(REQUIREMENT)
Translate into Spanish this sentence from the extract on actual and simulated queue times: "This usually reflects some external interference such as an operator hold."

(EXTRACT)
──────────────────────────────
Discrepancies indicate problems in the model for particular
classes or for the entire system.
We can make the following comments about the plots in the
example:
o The plot shows a high tail for the actual queue time.
This usually reflects some external interference such
as an operator hold. This lengthens the actual queue
time but is not reflected by the simulation. If the
tails of the distributions diverge sooner than about
the 95th percentile, you should investigate the causes
and be cautious in using the simulation results.
o The number of observations hidden are caused by two
factors: points at which the two plots coincide and
points at which several observations occur for one of
the plots (either actual or simulated). The large
number of hidden observations means that the
simulation closely reflects the actual system.
──────────────────────────────
(INFORMATION SHOWN)

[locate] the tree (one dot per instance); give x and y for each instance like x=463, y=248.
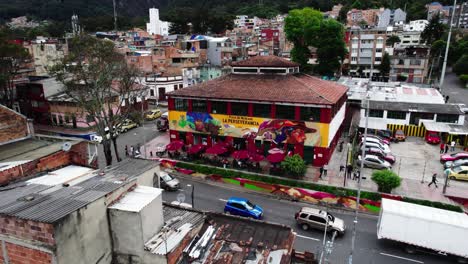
──────────────────────────────
(RESULT FOR THIS EXERCISE)
Esto suele reflejar alguna interferencia externa, como una retención por parte del operador.